* **What to do**
Can you give the part of the listing below that opens with the line containing "where the valley" and closes with the line containing "78 296 101 462" as a JSON list of strings, one string per line, with blank lines left out?

________________

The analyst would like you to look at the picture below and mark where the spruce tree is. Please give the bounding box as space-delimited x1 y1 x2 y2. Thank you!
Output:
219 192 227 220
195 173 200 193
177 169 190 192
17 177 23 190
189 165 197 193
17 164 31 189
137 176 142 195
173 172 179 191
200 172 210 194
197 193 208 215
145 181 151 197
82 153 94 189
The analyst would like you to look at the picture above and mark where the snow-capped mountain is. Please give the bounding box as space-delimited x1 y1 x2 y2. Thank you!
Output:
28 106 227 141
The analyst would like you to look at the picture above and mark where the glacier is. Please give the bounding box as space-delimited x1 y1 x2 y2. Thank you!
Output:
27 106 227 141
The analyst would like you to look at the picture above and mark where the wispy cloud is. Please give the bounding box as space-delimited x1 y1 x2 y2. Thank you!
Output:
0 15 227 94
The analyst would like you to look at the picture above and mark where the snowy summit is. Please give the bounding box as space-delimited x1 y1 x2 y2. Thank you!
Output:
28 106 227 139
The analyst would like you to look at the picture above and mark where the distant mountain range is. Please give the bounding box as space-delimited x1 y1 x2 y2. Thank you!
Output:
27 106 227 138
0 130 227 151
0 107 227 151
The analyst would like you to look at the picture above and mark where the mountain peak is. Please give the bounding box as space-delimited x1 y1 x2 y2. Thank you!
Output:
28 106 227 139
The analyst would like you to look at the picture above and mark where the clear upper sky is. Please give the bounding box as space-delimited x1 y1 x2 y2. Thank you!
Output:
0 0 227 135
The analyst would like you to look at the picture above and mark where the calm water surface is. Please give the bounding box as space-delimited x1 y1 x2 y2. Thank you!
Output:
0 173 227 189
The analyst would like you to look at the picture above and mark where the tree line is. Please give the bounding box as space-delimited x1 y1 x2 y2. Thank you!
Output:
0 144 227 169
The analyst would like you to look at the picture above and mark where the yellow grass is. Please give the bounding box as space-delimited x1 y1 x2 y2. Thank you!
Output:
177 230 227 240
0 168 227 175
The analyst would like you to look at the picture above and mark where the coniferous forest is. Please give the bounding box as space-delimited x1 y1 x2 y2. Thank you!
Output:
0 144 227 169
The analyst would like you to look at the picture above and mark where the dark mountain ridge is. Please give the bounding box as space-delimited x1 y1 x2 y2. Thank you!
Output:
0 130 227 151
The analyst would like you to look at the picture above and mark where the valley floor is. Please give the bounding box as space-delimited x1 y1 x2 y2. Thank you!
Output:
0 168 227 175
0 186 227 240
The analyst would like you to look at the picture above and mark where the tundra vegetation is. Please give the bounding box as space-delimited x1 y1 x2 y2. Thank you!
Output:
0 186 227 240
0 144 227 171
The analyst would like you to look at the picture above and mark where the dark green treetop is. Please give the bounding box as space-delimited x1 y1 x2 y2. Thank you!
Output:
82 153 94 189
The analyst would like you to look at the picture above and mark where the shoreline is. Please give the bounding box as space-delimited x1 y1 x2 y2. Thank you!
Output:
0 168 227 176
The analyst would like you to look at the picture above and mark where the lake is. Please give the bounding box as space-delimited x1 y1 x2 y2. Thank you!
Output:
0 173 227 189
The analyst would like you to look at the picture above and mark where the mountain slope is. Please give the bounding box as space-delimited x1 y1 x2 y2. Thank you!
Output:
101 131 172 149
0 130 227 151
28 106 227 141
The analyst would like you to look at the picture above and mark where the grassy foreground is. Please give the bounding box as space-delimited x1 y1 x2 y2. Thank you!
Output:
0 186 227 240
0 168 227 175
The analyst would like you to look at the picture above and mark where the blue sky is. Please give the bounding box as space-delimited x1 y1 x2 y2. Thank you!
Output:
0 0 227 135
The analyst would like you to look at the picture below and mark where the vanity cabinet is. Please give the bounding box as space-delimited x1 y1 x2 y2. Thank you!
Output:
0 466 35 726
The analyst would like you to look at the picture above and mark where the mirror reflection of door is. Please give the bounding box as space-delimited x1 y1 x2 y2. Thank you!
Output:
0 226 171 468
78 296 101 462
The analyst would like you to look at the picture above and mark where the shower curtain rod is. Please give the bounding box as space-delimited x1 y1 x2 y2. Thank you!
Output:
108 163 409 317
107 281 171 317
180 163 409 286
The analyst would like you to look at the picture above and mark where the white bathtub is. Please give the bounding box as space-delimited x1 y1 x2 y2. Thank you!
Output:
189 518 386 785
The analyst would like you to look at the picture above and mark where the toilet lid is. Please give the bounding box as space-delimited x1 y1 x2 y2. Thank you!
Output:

________________

* **The output**
[
  "The analyst would like you to look at the picture above and mark where the valley floor is. Please give the bounding box as space-delimited x1 y1 x2 y2. Thank you!",
  "Output:",
  "0 168 227 175",
  "0 186 227 240",
  "The analyst would like you to look at the picture above and mark where the tundra vegetation is. Please give the bounding box as space-delimited x1 y1 x2 y2. Thank you!",
  "Output:",
  "0 186 227 240",
  "0 144 227 171",
  "The analyst would like you to look at the picture above and mark where the dark green treetop is. Please give the bounding box as space-delimited x1 y1 x2 y2. Thank you!",
  "Output:",
  "82 153 94 189",
  "The analyst would like you to look at the picture above and mark where the shoreline is. Please give the bounding box as space-delimited x1 y1 x2 y2. Thank you!",
  "Output:",
  "0 168 227 176",
  "The analyst would like you to look at the picture above and mark where the lake is. Please give the bounding box as space-delimited x1 y1 x2 y2. Thank you!",
  "Output:",
  "0 173 227 189",
  "The analyst would like you to look at the picture above and mark where the mountain slope is. Please give the bounding box as space-delimited x1 y1 x2 y2. Thank you!",
  "Output:",
  "101 131 172 149",
  "0 130 227 151",
  "28 106 227 141",
  "The analyst would like you to look at the picture above and mark where the grassy foreground is. Please give the bounding box as space-delimited x1 y1 x2 y2. Thank you!",
  "Output:",
  "0 186 227 240",
  "0 168 227 175",
  "The analyst would like you to look at the picture above and mark where the blue sky is. Please give the bounding box as space-delimited x1 y1 x2 y2. Thank you!",
  "Output:",
  "0 0 227 135",
  "The analyst would like you to look at the picture below and mark where the vanity cabinet is. Please give the bounding box as space-delimited x1 y1 x2 y2. Thank you!",
  "Output:",
  "0 466 35 726",
  "The analyst would like you to look at the picture above and mark where the mirror reflection of door is. Please give the bounding box as space-delimited x1 y1 x2 y2. Thank you!",
  "Output:",
  "0 226 171 468",
  "78 296 101 462"
]